## The exercise
Rewrite the records below, changing each "put a dot on" to "place a point on" and keeping everything else the same.

## Working data
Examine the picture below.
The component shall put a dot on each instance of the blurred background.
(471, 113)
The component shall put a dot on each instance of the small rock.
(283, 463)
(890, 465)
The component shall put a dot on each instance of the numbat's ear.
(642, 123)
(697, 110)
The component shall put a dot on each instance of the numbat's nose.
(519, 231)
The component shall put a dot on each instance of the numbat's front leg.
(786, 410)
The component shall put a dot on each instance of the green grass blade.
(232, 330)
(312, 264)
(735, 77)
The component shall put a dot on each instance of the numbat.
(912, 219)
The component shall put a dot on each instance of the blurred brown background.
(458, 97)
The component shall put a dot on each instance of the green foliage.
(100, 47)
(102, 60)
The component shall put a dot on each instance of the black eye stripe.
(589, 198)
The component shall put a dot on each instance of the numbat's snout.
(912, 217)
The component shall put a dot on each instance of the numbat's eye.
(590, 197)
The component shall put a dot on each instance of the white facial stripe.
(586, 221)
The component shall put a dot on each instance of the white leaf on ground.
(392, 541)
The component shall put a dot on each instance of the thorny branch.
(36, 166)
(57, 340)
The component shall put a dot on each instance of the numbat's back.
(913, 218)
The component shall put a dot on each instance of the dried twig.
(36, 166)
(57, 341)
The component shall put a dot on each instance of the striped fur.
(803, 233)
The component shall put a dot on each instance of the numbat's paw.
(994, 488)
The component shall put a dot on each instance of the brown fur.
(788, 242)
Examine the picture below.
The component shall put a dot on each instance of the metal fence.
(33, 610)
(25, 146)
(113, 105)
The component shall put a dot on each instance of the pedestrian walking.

## Solution to this exercise
Examine the picture below.
The component shall place a point on each instance of the blurred background.
(471, 113)
The component shall place a point on each instance of the small rock.
(283, 463)
(890, 465)
The component shall place a point on each instance of the numbat's ear.
(642, 123)
(697, 110)
The component shall place a point on each instance of the numbat's nose.
(519, 231)
The component shall place a point on each instance of the numbat's front leg.
(786, 410)
The component shall place a point on each instance of the green grass blade.
(232, 330)
(312, 264)
(735, 77)
The component shall place a point on each instance of the numbat.
(912, 219)
The component shall place a point on each instance of the blurred brown background.
(458, 97)
The component shall place a point on each instance of the green foliage.
(100, 47)
(102, 60)
The component shall place a point on each instance of the black eye stripe.
(589, 198)
The component shall place a point on each instance of the numbat's snout.
(912, 217)
The component shall place a point on each instance of the numbat's eye.
(590, 197)
The component shall place a point on each instance of the white facial stripe.
(586, 221)
The component shall place a point on each instance of the white leaf on ground.
(392, 541)
The component shall place a point on each instance of the thorny branch.
(36, 166)
(57, 340)
The component shall place a point on each instance of the numbat's back.
(913, 218)
The component shall place a point on each instance of the dried twig.
(36, 166)
(57, 341)
The component shall place a point on each instance of the striped fur.
(803, 233)
The component shall place a point on each instance of the numbat's paw.
(994, 488)
The component shall place a point on each instance of the brown fur.
(788, 242)
Examine the picture below.
The component shall place a point on each instance of the metal fence.
(33, 610)
(25, 146)
(113, 105)
The component shall place a point on each instance of the pedestrian walking.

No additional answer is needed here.